● Assignment:
Count the lines that contain the string "field" in the records beneath, and respond with the number only.

[Extracted data entries]
BEGIN

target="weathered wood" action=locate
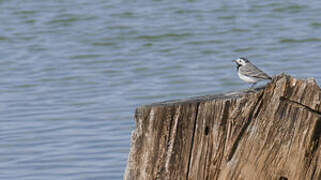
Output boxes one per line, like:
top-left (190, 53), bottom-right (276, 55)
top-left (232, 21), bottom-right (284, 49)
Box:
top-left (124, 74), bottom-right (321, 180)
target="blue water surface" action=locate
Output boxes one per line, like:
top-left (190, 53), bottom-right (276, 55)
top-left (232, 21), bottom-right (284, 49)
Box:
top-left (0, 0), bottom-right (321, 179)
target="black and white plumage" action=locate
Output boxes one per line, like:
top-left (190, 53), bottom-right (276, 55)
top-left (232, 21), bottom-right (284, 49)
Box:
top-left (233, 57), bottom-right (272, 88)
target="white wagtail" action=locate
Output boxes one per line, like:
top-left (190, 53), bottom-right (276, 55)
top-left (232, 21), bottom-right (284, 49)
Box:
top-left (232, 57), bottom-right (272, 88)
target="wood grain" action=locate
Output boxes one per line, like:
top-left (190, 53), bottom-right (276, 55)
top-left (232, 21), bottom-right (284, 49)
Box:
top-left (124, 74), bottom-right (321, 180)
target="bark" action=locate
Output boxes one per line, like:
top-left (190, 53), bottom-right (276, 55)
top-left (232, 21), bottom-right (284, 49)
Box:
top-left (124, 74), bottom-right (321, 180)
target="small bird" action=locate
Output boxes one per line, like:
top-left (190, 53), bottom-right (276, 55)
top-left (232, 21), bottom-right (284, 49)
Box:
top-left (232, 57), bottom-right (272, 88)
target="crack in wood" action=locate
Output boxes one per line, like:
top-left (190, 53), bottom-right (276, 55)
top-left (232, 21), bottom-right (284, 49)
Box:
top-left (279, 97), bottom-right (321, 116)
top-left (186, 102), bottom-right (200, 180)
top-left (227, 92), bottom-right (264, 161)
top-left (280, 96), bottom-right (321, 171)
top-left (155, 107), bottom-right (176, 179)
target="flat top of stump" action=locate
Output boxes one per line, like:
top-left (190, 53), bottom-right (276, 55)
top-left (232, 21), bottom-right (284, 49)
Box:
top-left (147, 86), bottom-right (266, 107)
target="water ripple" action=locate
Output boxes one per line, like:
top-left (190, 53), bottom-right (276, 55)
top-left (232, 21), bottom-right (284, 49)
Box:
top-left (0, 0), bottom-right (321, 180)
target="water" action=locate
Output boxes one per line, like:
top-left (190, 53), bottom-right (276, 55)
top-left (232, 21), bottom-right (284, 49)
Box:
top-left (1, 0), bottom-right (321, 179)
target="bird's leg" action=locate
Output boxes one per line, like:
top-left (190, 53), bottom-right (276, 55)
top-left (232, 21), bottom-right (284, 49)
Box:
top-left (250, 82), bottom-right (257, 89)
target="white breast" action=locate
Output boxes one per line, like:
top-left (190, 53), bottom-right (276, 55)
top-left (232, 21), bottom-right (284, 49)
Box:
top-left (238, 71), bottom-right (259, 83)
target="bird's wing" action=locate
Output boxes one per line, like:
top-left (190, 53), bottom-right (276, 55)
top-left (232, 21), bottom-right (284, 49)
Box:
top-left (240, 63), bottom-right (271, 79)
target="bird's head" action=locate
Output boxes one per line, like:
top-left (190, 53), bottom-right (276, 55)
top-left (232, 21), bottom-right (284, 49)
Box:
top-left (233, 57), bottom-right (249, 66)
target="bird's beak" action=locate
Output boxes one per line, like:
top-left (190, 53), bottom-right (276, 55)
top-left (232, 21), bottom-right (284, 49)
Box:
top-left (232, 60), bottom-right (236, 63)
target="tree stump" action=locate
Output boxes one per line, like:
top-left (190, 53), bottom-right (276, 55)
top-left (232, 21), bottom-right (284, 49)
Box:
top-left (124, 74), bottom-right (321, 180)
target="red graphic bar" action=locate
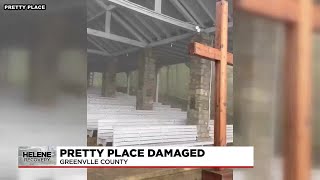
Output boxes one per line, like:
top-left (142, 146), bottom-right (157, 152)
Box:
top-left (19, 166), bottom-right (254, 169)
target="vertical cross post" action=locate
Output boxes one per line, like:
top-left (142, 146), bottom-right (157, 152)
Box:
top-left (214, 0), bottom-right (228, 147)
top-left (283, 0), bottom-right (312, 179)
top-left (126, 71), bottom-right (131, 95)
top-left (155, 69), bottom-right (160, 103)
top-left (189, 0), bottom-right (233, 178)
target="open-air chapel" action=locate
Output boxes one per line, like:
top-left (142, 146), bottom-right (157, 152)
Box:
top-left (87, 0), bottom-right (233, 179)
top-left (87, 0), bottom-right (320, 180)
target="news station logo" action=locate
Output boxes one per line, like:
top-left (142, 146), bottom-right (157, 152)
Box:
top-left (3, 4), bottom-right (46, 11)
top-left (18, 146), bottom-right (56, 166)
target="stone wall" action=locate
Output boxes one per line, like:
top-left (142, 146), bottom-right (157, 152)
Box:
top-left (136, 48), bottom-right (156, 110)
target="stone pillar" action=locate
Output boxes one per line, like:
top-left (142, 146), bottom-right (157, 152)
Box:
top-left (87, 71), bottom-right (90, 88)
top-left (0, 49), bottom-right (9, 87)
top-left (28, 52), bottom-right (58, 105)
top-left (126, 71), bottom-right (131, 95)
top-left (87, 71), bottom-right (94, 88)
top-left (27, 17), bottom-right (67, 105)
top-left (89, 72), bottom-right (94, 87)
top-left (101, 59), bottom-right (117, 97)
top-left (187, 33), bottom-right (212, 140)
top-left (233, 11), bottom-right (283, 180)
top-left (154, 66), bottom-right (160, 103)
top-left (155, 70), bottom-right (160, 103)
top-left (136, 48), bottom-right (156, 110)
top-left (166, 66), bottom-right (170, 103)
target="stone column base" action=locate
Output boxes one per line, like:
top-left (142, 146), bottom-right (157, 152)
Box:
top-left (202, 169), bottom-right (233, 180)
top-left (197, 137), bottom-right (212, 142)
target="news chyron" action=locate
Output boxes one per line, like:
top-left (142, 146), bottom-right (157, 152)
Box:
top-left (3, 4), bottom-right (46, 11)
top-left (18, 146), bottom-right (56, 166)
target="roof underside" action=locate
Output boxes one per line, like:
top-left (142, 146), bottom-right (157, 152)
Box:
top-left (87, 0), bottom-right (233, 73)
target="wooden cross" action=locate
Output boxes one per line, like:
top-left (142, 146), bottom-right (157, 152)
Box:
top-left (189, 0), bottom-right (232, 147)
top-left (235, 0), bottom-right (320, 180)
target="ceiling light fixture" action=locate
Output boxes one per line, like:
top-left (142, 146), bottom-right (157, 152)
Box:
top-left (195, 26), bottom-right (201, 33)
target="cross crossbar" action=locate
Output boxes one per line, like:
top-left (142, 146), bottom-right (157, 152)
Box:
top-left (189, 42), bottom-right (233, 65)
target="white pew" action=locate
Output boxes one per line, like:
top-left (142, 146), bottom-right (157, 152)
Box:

END
BEGIN

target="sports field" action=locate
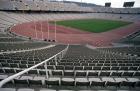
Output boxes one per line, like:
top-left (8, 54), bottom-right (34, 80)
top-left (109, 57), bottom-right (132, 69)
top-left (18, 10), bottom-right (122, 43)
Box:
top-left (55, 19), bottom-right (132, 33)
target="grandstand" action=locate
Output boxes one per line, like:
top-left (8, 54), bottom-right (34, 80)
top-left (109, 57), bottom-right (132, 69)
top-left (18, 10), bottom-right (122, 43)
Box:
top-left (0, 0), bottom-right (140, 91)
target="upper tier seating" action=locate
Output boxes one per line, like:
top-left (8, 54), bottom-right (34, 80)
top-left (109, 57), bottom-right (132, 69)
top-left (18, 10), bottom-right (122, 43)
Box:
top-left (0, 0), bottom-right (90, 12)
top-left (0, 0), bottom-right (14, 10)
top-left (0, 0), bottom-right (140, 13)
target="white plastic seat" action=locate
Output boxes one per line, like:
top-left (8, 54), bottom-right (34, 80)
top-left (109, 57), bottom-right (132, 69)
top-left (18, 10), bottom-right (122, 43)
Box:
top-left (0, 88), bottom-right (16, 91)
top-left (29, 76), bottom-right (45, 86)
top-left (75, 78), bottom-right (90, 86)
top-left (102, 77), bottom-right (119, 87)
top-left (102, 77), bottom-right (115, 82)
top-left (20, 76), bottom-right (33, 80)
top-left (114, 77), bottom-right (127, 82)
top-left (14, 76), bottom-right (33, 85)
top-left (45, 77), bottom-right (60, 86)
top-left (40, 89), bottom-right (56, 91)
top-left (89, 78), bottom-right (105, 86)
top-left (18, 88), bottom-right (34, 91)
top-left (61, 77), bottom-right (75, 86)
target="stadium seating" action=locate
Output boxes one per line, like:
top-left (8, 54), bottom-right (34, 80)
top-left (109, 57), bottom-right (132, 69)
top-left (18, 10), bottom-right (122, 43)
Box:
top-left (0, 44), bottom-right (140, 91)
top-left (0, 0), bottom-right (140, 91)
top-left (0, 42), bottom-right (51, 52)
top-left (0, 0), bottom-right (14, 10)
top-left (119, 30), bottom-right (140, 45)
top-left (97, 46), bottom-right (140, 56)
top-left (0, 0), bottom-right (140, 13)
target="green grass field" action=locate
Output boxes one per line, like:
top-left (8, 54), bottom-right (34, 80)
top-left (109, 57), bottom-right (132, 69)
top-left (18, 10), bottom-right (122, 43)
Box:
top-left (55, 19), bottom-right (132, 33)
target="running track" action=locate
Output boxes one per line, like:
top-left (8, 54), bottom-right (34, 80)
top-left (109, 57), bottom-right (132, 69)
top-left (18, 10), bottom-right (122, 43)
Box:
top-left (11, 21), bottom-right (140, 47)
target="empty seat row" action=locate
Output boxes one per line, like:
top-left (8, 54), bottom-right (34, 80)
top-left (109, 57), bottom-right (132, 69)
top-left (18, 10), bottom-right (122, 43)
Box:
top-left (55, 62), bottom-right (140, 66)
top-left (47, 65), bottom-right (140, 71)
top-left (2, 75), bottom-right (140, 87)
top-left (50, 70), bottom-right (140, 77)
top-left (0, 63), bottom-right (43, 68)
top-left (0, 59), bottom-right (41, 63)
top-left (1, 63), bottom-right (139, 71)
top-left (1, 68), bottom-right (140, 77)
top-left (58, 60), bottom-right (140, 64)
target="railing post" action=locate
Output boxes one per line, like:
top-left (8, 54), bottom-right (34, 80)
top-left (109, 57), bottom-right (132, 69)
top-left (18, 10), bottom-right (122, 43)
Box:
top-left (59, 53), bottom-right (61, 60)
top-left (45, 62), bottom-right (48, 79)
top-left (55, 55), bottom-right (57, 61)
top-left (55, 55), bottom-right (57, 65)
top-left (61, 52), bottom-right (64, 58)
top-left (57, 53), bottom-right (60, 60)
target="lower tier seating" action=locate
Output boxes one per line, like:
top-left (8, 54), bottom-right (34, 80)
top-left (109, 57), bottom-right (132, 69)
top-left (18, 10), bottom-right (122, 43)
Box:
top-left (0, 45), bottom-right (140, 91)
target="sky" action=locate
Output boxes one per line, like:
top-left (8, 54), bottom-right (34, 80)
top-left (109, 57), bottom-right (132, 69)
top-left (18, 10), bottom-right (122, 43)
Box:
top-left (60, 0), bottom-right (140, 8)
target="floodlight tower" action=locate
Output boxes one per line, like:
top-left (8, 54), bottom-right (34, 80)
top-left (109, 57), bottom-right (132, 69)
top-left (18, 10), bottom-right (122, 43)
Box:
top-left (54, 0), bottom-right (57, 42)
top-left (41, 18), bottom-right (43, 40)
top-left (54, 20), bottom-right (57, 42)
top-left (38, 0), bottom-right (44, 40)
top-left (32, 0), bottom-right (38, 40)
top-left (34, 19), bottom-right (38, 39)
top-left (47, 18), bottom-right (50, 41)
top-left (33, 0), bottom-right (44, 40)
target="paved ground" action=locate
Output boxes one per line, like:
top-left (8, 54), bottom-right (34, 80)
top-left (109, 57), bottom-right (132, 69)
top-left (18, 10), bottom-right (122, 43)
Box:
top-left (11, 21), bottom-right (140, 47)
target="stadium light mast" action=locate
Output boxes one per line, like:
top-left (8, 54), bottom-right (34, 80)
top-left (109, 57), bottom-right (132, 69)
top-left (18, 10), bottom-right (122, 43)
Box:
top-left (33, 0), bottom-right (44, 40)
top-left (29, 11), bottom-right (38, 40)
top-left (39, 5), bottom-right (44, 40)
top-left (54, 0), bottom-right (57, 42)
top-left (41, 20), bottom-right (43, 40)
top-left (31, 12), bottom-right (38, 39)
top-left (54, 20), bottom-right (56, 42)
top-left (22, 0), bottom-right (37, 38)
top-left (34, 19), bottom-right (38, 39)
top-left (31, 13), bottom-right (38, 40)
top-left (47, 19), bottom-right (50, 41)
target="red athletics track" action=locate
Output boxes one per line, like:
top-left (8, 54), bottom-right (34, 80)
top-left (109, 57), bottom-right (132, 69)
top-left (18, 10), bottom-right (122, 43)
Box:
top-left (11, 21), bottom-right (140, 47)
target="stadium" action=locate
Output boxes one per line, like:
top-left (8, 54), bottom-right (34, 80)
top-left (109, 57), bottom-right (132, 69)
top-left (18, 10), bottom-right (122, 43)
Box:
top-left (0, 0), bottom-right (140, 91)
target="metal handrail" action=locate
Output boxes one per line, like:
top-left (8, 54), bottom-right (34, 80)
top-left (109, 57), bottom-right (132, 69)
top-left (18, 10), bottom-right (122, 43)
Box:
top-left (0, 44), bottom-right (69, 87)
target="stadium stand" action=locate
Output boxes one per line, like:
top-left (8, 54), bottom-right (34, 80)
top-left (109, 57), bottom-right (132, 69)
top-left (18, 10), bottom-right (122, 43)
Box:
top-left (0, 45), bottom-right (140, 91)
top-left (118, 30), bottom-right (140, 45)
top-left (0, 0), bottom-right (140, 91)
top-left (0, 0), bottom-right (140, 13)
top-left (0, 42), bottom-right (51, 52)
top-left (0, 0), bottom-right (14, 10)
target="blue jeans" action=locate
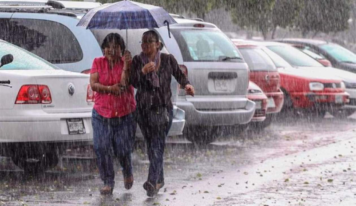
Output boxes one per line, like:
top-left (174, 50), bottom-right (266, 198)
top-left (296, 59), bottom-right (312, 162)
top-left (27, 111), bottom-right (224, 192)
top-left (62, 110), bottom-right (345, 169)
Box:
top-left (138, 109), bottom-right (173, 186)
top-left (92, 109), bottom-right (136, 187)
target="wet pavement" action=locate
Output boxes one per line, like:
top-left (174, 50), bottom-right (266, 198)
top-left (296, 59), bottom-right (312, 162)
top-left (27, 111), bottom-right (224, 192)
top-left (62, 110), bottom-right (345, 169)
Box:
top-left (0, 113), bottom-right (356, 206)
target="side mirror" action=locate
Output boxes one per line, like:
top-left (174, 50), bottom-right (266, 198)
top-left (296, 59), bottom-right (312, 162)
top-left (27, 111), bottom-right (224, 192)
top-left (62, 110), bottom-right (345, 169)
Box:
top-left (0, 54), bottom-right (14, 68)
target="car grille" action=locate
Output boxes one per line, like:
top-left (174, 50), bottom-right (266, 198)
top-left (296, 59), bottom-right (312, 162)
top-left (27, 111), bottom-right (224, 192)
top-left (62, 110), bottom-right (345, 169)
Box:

END

● Finished exercise:
2